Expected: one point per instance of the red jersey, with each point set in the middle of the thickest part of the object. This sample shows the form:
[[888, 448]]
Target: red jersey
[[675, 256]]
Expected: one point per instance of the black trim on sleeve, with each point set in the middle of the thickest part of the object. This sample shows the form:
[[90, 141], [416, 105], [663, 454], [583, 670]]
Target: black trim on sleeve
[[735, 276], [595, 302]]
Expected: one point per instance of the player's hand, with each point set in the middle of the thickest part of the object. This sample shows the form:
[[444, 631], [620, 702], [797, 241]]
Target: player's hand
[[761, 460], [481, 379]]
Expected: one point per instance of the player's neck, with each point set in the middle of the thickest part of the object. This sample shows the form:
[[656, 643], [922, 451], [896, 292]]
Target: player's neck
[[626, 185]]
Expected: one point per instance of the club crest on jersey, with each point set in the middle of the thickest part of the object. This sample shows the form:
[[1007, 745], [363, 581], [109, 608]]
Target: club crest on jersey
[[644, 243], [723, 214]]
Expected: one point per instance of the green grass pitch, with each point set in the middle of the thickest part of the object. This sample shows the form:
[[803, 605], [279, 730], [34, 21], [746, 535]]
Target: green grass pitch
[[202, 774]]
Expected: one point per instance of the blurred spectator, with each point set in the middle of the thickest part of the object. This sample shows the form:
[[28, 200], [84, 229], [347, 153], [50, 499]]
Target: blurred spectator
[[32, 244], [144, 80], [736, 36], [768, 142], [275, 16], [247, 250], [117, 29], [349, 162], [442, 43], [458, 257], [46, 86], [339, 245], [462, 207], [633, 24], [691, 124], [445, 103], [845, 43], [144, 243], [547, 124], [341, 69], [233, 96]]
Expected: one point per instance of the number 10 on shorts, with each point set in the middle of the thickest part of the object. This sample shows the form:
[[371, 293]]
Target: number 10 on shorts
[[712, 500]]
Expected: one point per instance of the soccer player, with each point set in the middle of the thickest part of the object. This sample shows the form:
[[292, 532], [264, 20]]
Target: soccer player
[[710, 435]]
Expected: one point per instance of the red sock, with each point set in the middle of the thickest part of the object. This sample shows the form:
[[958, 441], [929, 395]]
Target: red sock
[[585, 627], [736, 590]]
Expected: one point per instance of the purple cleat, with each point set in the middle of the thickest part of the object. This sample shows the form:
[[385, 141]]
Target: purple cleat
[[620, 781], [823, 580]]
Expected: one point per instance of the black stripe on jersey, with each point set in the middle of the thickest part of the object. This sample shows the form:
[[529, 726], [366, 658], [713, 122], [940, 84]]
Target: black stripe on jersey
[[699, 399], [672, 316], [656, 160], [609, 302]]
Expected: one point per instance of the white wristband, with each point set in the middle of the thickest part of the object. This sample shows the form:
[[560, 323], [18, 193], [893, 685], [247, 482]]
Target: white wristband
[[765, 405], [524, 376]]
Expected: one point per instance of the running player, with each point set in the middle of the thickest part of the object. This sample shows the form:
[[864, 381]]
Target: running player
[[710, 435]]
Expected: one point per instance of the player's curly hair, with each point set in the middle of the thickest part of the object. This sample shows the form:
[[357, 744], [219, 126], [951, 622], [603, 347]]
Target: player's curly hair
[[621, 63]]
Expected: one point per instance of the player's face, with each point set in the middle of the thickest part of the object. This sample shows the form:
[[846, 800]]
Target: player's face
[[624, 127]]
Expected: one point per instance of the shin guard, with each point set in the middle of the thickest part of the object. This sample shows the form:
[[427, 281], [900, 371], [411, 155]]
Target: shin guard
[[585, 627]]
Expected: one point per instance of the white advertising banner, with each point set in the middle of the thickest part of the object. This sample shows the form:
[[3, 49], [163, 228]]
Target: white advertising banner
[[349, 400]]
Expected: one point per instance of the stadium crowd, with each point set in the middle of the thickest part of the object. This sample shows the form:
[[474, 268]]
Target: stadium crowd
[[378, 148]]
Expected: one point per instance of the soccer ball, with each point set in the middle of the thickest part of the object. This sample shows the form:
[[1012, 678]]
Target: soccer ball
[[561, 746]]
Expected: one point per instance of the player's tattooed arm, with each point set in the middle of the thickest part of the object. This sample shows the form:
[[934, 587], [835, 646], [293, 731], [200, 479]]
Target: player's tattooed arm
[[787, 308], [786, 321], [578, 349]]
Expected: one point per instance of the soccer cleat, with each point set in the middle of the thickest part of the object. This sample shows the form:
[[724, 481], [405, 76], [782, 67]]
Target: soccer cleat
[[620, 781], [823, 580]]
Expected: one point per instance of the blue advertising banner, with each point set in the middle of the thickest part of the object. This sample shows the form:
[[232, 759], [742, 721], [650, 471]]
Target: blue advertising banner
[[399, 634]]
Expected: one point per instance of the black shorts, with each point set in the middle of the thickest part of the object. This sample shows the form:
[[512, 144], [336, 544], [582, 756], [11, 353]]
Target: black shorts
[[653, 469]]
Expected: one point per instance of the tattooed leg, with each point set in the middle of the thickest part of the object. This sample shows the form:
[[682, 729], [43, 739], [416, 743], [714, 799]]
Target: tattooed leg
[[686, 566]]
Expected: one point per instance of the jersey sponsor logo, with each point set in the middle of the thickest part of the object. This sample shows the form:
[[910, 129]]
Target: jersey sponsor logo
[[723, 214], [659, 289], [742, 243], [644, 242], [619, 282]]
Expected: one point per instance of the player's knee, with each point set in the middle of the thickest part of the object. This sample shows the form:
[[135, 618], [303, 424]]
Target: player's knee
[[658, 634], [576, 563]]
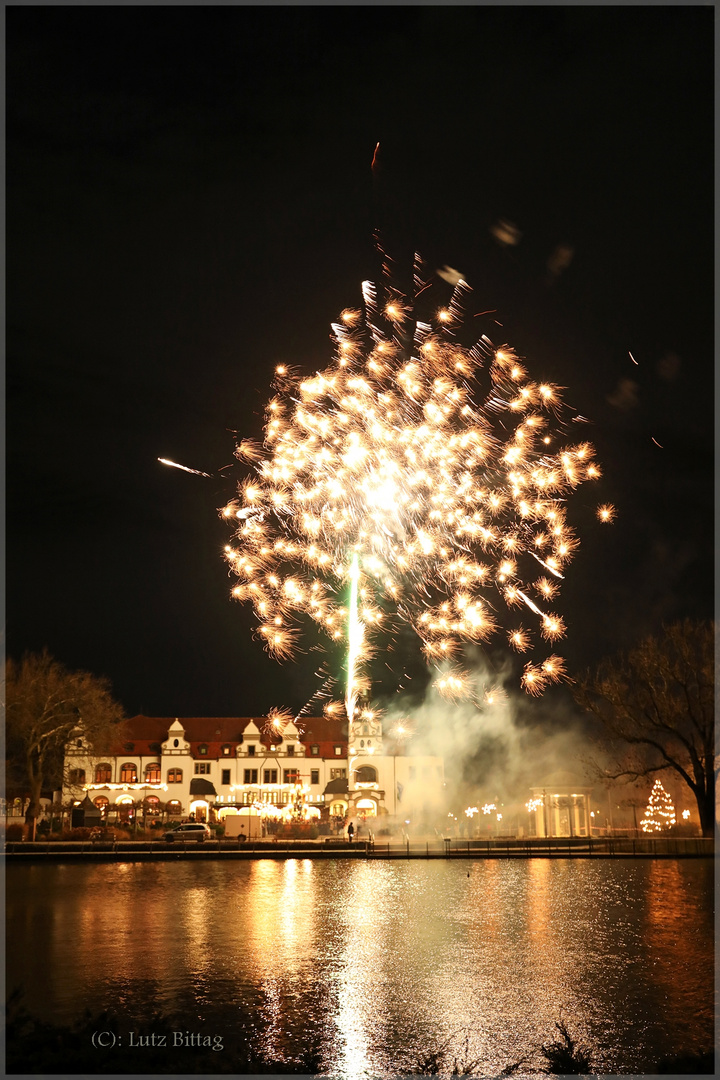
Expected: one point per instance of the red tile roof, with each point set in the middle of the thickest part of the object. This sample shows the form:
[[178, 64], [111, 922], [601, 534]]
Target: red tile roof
[[145, 734]]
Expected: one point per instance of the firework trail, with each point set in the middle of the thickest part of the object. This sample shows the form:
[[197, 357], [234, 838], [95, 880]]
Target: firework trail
[[174, 464], [425, 481]]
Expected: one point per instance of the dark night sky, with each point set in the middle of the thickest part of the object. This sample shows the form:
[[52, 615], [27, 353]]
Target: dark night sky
[[190, 202]]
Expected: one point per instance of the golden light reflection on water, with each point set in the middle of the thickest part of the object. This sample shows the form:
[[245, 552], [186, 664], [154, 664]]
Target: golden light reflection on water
[[374, 961]]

● ● ● ●

### Stated task
Copy the data again from the line with "Expected: one point per instance of the soccer cleat, with" to the line with "[[399, 634]]", both lines included. Increase each coordinate in the answer points by 137, and leave the requests and their sample points unchanged.

### Complete answer
Expected: one point per instance of the soccer cleat, with each point set in the middle of the thickest part of the object. This sample shows the form:
[[724, 481], [405, 76], [782, 67]]
Target: soccer cleat
[[757, 918], [960, 717]]
Expected: one point per instance of the blue advertising banner, with each point set in the middle of the thickest part of the object. This sample shows the form:
[[232, 759], [742, 721], [650, 471]]
Target: blue advertising banner
[[536, 771]]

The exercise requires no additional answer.